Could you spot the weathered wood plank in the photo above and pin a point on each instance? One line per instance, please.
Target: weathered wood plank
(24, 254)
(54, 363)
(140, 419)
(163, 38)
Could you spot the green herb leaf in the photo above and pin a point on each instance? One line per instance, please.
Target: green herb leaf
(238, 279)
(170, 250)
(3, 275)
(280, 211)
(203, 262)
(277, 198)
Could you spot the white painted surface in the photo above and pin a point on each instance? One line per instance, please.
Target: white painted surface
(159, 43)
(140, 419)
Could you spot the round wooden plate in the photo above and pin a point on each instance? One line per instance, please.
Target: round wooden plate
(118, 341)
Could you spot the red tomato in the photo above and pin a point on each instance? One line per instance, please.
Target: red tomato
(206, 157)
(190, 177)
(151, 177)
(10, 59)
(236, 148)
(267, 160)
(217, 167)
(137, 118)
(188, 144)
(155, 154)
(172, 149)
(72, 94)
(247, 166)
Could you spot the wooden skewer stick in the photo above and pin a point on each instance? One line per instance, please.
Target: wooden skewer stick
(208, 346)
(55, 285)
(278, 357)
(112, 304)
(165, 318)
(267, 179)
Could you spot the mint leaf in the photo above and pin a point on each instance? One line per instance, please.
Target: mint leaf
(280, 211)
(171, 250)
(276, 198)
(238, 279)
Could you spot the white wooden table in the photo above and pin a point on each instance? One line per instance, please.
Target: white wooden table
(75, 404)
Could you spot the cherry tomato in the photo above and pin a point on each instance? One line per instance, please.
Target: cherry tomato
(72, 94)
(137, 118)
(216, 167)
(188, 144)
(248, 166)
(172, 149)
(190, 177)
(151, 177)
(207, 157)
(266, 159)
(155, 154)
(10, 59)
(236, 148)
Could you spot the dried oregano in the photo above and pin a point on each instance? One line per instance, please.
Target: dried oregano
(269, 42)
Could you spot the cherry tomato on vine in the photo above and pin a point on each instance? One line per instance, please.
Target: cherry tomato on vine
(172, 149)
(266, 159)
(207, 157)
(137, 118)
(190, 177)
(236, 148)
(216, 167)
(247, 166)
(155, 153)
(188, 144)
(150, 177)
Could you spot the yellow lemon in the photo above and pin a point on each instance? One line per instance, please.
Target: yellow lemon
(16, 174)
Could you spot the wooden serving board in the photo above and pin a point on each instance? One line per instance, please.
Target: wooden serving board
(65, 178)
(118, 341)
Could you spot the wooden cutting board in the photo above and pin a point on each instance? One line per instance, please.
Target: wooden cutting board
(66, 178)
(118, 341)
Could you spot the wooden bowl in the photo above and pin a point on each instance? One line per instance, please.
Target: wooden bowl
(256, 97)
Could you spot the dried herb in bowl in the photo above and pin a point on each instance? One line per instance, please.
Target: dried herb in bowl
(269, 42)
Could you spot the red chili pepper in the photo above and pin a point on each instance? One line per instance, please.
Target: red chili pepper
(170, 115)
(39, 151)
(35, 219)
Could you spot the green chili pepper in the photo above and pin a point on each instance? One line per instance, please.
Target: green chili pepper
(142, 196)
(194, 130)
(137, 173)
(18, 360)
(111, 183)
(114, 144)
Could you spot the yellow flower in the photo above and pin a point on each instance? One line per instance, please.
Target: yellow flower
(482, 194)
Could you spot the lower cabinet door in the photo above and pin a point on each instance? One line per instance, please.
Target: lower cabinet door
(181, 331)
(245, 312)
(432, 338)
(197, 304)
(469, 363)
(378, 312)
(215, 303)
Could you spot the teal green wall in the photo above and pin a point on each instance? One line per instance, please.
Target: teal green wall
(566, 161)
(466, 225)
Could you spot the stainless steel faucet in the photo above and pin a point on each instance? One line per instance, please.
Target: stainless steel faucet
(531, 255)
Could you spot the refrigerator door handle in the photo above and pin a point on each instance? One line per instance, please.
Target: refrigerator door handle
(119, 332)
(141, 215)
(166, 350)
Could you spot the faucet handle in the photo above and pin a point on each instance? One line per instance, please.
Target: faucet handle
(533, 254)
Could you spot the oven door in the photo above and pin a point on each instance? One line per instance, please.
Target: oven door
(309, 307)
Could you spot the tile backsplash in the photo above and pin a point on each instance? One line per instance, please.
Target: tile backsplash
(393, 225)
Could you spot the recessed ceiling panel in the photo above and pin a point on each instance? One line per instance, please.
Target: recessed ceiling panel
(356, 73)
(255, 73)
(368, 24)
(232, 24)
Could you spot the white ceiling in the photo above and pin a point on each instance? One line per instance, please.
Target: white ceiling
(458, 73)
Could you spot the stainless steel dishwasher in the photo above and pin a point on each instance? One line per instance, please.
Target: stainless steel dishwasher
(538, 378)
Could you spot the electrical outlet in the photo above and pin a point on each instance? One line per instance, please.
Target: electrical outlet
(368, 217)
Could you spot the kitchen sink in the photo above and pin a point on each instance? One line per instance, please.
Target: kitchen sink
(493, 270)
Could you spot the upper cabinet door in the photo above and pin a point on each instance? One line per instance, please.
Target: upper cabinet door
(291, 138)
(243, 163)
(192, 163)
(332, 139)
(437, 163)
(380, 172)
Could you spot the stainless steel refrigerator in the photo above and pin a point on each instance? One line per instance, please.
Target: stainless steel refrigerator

·····

When you reach the line with "Could you spot the recessed" in the records above, start writing out lines exactly, and stop once the line with "Could you spot the white ceiling" has been written; include nothing else.

Answer below
Could you spot the recessed ceiling panel in the photo above and pin a point on each instance? One line per instance, please.
Target: recessed ceiling panel
(356, 73)
(255, 73)
(368, 24)
(232, 24)
Could you spot the white ceiling in the photo above and pin a point on each instance? One line per instance, please.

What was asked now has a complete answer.